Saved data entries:
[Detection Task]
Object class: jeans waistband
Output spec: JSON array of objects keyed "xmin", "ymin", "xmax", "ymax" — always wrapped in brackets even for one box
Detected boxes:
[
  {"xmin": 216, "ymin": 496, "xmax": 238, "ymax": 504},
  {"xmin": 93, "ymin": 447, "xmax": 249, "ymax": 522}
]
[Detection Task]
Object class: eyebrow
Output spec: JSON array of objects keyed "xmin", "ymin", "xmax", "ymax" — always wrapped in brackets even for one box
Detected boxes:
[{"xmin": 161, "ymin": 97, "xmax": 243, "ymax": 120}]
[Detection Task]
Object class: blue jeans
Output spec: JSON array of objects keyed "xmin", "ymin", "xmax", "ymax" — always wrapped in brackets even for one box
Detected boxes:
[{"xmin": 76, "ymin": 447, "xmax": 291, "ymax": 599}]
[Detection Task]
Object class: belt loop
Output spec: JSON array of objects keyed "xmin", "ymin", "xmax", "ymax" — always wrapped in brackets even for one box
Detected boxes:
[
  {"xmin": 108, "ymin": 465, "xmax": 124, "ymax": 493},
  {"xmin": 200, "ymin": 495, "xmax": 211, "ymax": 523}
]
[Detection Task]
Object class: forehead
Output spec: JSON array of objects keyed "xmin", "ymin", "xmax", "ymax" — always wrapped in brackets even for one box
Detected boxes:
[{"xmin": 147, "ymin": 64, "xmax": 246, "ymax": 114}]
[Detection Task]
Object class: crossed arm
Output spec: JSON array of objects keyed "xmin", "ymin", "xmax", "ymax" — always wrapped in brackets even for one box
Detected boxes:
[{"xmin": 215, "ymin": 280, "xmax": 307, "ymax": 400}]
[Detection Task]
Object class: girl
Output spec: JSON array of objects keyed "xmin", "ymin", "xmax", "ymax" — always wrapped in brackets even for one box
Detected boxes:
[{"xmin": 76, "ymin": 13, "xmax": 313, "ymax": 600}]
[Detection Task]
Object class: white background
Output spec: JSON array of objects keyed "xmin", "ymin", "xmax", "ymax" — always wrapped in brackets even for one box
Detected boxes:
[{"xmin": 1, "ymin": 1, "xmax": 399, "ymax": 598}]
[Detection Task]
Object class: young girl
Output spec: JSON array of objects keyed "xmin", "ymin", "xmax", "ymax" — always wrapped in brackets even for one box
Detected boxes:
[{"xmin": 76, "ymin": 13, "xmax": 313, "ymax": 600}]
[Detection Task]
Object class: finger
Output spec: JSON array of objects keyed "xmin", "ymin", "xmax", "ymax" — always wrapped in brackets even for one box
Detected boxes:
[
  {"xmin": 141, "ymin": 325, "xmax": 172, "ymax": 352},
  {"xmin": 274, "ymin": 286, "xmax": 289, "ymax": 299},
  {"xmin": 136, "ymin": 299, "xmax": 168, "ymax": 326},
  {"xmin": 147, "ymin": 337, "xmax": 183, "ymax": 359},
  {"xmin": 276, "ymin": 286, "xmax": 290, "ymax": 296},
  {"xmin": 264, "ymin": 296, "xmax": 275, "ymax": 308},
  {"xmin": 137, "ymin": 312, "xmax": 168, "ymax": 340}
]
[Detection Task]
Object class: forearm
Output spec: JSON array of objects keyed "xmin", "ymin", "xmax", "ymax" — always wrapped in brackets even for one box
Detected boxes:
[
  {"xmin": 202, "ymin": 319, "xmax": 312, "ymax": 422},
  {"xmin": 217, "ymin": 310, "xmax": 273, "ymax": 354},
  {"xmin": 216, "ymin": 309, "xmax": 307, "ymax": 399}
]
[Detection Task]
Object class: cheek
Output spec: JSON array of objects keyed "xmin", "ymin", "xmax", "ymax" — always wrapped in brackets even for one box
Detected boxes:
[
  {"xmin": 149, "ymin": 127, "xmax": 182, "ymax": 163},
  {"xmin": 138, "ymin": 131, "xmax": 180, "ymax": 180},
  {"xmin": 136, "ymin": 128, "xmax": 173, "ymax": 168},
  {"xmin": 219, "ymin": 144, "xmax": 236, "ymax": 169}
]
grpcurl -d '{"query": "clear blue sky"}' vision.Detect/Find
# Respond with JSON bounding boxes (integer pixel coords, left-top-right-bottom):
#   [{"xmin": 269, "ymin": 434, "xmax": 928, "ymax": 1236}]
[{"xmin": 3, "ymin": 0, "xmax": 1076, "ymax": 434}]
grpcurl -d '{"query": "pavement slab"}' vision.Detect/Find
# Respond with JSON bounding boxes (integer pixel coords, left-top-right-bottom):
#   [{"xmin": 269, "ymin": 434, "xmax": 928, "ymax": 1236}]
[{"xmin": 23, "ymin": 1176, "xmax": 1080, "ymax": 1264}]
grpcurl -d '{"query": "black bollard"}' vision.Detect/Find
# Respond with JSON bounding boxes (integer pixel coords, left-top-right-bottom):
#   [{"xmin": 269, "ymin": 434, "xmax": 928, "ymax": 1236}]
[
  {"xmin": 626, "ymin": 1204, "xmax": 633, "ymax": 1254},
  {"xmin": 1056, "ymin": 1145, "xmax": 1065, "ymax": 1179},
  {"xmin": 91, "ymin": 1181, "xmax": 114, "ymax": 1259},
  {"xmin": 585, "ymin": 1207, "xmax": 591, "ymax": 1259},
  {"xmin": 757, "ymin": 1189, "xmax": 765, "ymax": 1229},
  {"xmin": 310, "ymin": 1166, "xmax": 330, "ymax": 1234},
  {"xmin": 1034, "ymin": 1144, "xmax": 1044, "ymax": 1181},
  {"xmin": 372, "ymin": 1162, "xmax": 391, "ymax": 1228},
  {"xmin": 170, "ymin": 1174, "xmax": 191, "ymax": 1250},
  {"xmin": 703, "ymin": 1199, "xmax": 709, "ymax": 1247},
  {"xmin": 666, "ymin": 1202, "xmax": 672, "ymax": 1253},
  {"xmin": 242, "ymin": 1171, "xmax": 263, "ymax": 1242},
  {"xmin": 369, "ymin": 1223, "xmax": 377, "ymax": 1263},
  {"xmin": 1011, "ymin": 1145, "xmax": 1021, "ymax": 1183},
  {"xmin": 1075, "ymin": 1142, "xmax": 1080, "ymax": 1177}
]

_Problem description_
All the data must be duplicated exactly, with nothing added or removed.

_Solved exercise_
[Detection Task]
Object class: jeans waistband
Output spec: JSON array of objects keyed "xmin", "ymin", "xmax", "ymax" — always wrapped in brackets even for one box
Detected boxes:
[
  {"xmin": 216, "ymin": 496, "xmax": 238, "ymax": 504},
  {"xmin": 93, "ymin": 447, "xmax": 249, "ymax": 522}
]
[Detection Task]
Object class: eyebrow
Output spec: JSON array of objects keyed "xmin", "ymin", "xmax", "ymax" — always wrapped in brackets even for one box
Detected boxes:
[{"xmin": 161, "ymin": 97, "xmax": 243, "ymax": 120}]
[Detection Task]
Object class: blue jeans
Output spec: JSON array of objects keyed "xmin", "ymin", "xmax", "ymax" — always wrapped in brackets even for one box
Detected boxes:
[{"xmin": 76, "ymin": 447, "xmax": 291, "ymax": 599}]
[Detection Task]
Object class: belt loop
Output spec: JSON array of objects keyed "xmin", "ymin", "xmax", "ymax" — always wrapped in brackets even for one box
Detected boxes:
[
  {"xmin": 108, "ymin": 465, "xmax": 124, "ymax": 493},
  {"xmin": 200, "ymin": 495, "xmax": 211, "ymax": 523}
]
[Detection Task]
Object class: forehead
Output spec: JSON array of objects keyed "xmin", "ymin", "xmax", "ymax" — always wrapped in brackets even for one box
Detected boxes:
[{"xmin": 147, "ymin": 64, "xmax": 246, "ymax": 114}]
[Detection Task]
Object class: crossed arm
Output spec: JSON array of objects keyed "xmin", "ymin", "xmax", "ymax" — always wrapped in brackets even for one box
Detected boxes:
[{"xmin": 215, "ymin": 280, "xmax": 307, "ymax": 400}]
[Detection Task]
Object class: girl
Output spec: JSON array of objects keyed "xmin", "ymin", "xmax", "ymax" — always wrapped in brackets even for one box
Detected boxes:
[{"xmin": 76, "ymin": 13, "xmax": 313, "ymax": 600}]
[Detection Task]
Object class: white background
Output spec: JSON array of objects keyed "xmin", "ymin", "xmax", "ymax" — always wrapped in brackets even for one box
Detected boxes:
[{"xmin": 1, "ymin": 1, "xmax": 399, "ymax": 598}]
[Detection Task]
Object class: young girl
Output spec: JSON array of objects keyed "xmin", "ymin", "xmax", "ymax" — always wrapped in brackets even for one box
Detected boxes:
[{"xmin": 76, "ymin": 13, "xmax": 313, "ymax": 600}]
[Detection Task]
Object class: finger
Output spec: JSON array of objects keyed "xmin", "ymin", "xmax", "ymax" — always wrapped in brackets even for one box
Detected boxes:
[
  {"xmin": 141, "ymin": 325, "xmax": 172, "ymax": 352},
  {"xmin": 274, "ymin": 286, "xmax": 289, "ymax": 299},
  {"xmin": 136, "ymin": 299, "xmax": 168, "ymax": 326},
  {"xmin": 147, "ymin": 337, "xmax": 183, "ymax": 359},
  {"xmin": 276, "ymin": 286, "xmax": 290, "ymax": 296},
  {"xmin": 264, "ymin": 296, "xmax": 275, "ymax": 308},
  {"xmin": 137, "ymin": 312, "xmax": 168, "ymax": 340}
]
[Detection Task]
Object class: forearm
Output spec: JSON array of objects keyed "xmin", "ymin", "xmax", "ymax" — always wrapped in brackets even for one box
Detected boxes:
[
  {"xmin": 202, "ymin": 319, "xmax": 312, "ymax": 422},
  {"xmin": 217, "ymin": 310, "xmax": 273, "ymax": 354},
  {"xmin": 216, "ymin": 309, "xmax": 307, "ymax": 399}
]
[Detection Task]
Object class: cheek
Output spec: JSON array of objects keyed "xmin", "ymin", "xmax", "ymax" — always wrapped in brackets even for one box
Detected boxes:
[
  {"xmin": 149, "ymin": 127, "xmax": 182, "ymax": 163},
  {"xmin": 138, "ymin": 131, "xmax": 180, "ymax": 180},
  {"xmin": 136, "ymin": 128, "xmax": 173, "ymax": 168},
  {"xmin": 219, "ymin": 144, "xmax": 236, "ymax": 169}
]
grpcurl -d '{"query": "clear blue sky"}' vision.Detect/Find
# Respond with JSON bounding boxes (integer pixel coords, left-top-right-bottom):
#   [{"xmin": 269, "ymin": 434, "xmax": 928, "ymax": 1236}]
[{"xmin": 3, "ymin": 0, "xmax": 1076, "ymax": 434}]
grpcurl -d '{"query": "pavement slab"}' vision.Detect/Find
# Respond with JSON bounding boxes (integer pixel coords, left-top-right-bottom):
#   [{"xmin": 269, "ymin": 434, "xmax": 928, "ymax": 1236}]
[{"xmin": 23, "ymin": 1176, "xmax": 1080, "ymax": 1264}]
grpcurl -d '{"query": "black bollard"}' vision.Detect/Find
# Respond with JSON bounding boxes (integer pixel coords, left-top-right-bottom):
#   [{"xmin": 269, "ymin": 434, "xmax": 928, "ymax": 1236}]
[
  {"xmin": 626, "ymin": 1204, "xmax": 633, "ymax": 1254},
  {"xmin": 1056, "ymin": 1145, "xmax": 1065, "ymax": 1179},
  {"xmin": 91, "ymin": 1181, "xmax": 114, "ymax": 1259},
  {"xmin": 585, "ymin": 1207, "xmax": 591, "ymax": 1259},
  {"xmin": 757, "ymin": 1189, "xmax": 765, "ymax": 1229},
  {"xmin": 310, "ymin": 1166, "xmax": 330, "ymax": 1234},
  {"xmin": 1034, "ymin": 1144, "xmax": 1044, "ymax": 1181},
  {"xmin": 372, "ymin": 1162, "xmax": 391, "ymax": 1228},
  {"xmin": 170, "ymin": 1174, "xmax": 191, "ymax": 1250},
  {"xmin": 703, "ymin": 1199, "xmax": 709, "ymax": 1247},
  {"xmin": 666, "ymin": 1202, "xmax": 672, "ymax": 1253},
  {"xmin": 242, "ymin": 1171, "xmax": 263, "ymax": 1242},
  {"xmin": 369, "ymin": 1223, "xmax": 377, "ymax": 1263},
  {"xmin": 1011, "ymin": 1145, "xmax": 1021, "ymax": 1183},
  {"xmin": 1075, "ymin": 1142, "xmax": 1080, "ymax": 1177}
]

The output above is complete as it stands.